## SHORT PROBLEM 1:
Which lines in the rows contain the string "find"? Report every such line, treating uppercase and lowercase letters as different.

## TEXT TO READ:
## begin
Ventilation: a breath of fresh air is all it takes

Housing design: Ventilation

By Paul Henman

On a daily basis, a dairy cow will release up to 22 litres of water vapour and 14,400 watts of excess heat. To put this into perspective it is the same amount of heat you’d get from a small panel or electric fan heater. Removing this heat and keeping animals cool is a major challenge.

The perfect shed prevents high humidity in winter and high temperatures in summer which, from a design perspective is challenging. Even more so as the range in temperature between winter lows and summer highs gets wider.

The aim of good ventilation is to remove excess heat and water vapour and replace it with cooler air from outside. This process of gas exchange also prevents the concentration of ammonia (NH4) and hydrogen sulphide (H2S) from reaching levels that depress the animal’s immune system. As well as depressing the production of your herd, poor ventilation can also put you and your employee’s health at risk.

Making the effort to understand how air moves around in your sheds is time well spent. For ventilation to work a building needs both inlets and outlets in the correct ratio. Warm air will rise through the outlets along the ridge of a building drawing in cooler air through the sides.
## end
## RECORDS FOR THIS TASK:
## begin
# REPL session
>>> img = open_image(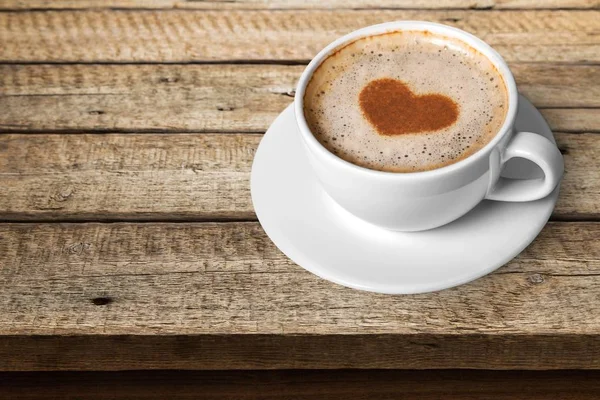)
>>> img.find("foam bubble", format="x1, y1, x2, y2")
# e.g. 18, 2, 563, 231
304, 32, 508, 172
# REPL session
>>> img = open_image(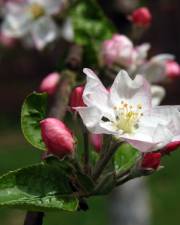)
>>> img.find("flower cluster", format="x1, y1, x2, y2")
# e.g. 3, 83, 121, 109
1, 0, 73, 50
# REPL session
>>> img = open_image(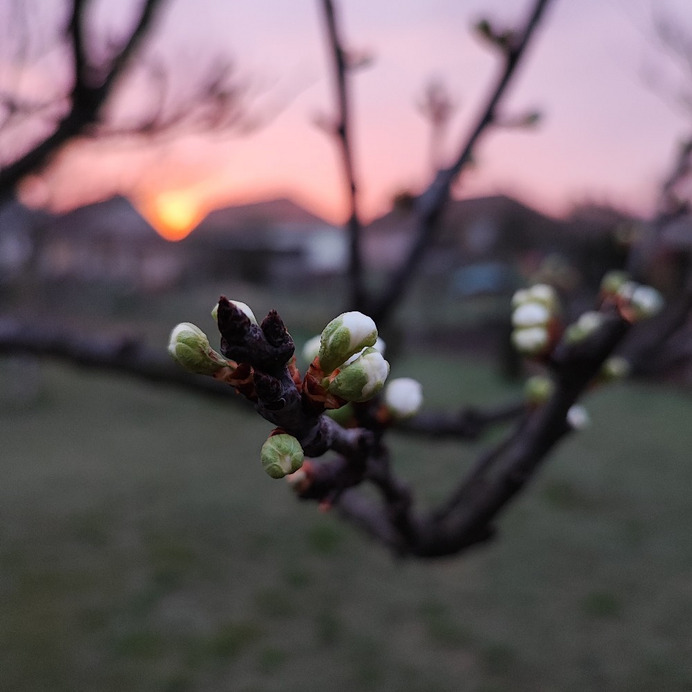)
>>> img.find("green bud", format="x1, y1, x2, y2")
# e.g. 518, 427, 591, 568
319, 311, 377, 373
600, 356, 630, 382
260, 433, 304, 478
168, 322, 228, 375
303, 334, 322, 363
328, 348, 389, 402
601, 270, 630, 295
629, 286, 664, 320
211, 300, 257, 324
565, 310, 605, 344
524, 375, 555, 406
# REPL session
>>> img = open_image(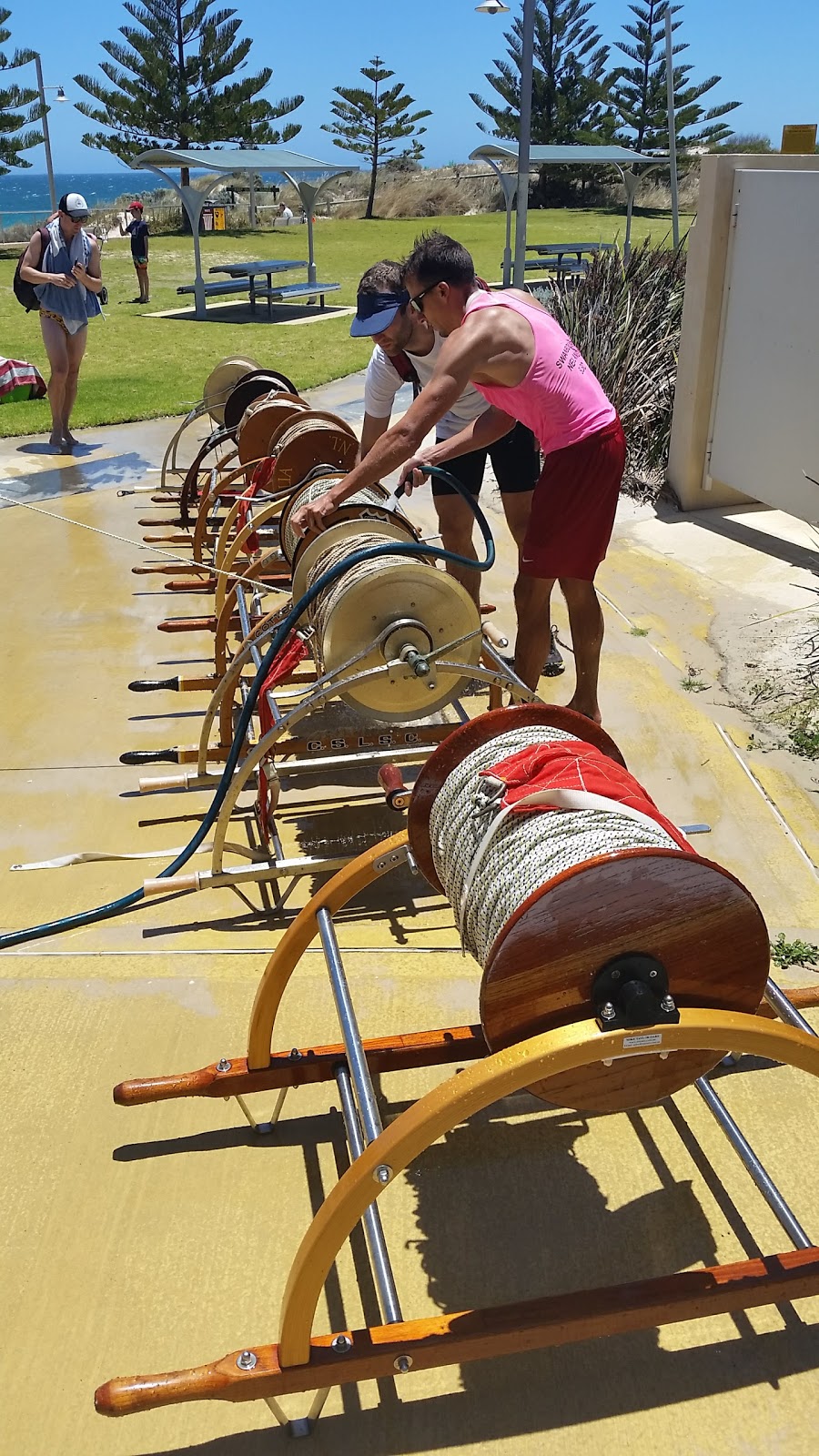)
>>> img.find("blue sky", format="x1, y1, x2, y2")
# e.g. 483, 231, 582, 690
5, 0, 819, 172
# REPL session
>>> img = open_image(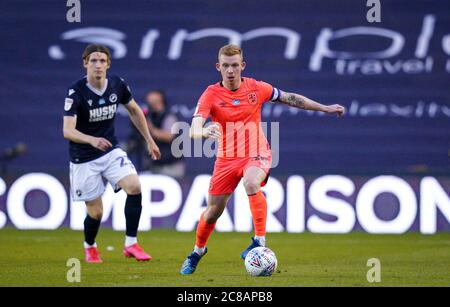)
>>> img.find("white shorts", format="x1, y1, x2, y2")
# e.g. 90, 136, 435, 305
70, 148, 137, 201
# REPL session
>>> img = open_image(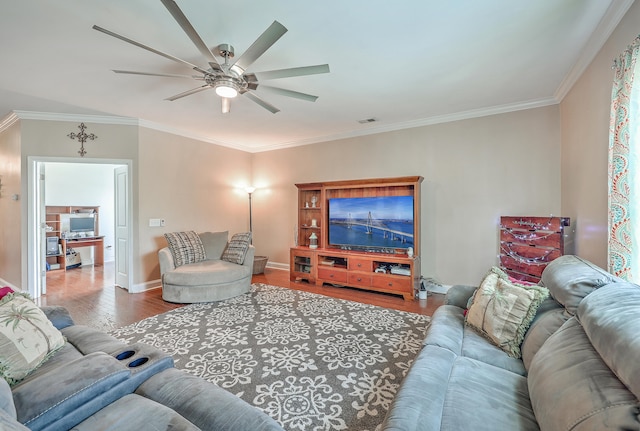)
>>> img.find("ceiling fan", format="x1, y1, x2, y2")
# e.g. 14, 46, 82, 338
93, 0, 329, 114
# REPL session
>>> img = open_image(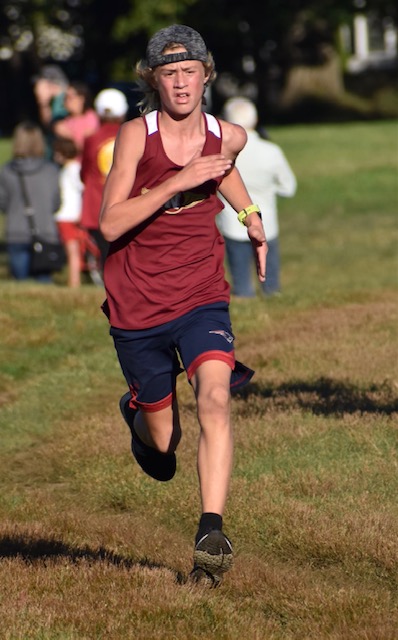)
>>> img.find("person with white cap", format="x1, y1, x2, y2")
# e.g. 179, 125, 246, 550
100, 25, 266, 585
80, 89, 129, 265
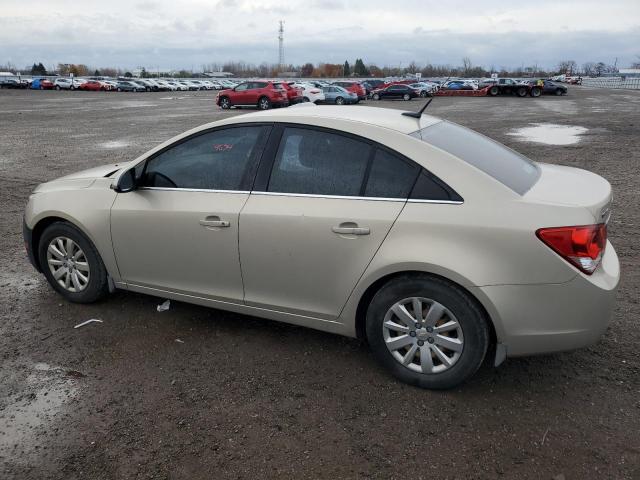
## end
## SHORT PROBLEM 2:
Does the ventilation article support each of these statements? (a) A dairy cow can give off as much as 22 litres of water vapour in a day. (b) A building needs only outlets for ventilation to work. (c) Warm air enters a building through the sides. Answer yes or no for each and quote the words that decide it.

## FINISHED ANSWER 1:
>>> img.find("foam bubble", format="x1, y1, x2, y2")
>>> img.find("flower cluster", format="x1, y1, x2, y2")
>>> img.find("green bud", format="x1, y1, x2, y2")
>>> img.find("blue sky", format="x1, y1, x2, y2")
>>> img.find("white shorts", format="x1, y1, x2, y2")
>>> img.find("ceiling fan", format="x1, y1, x2, y2")
>>> img.find("person with white cap", format="x1, y1, x2, y2")

## FINISHED ANSWER 2:
(a) Yes: "On a daily basis, a dairy cow will release up to 22 litres of water vapour"
(b) No: "For ventilation to work a building needs both inlets and outlets in the correct ratio."
(c) No: "Warm air will rise through the outlets along the ridge of a building drawing in cooler air through the sides."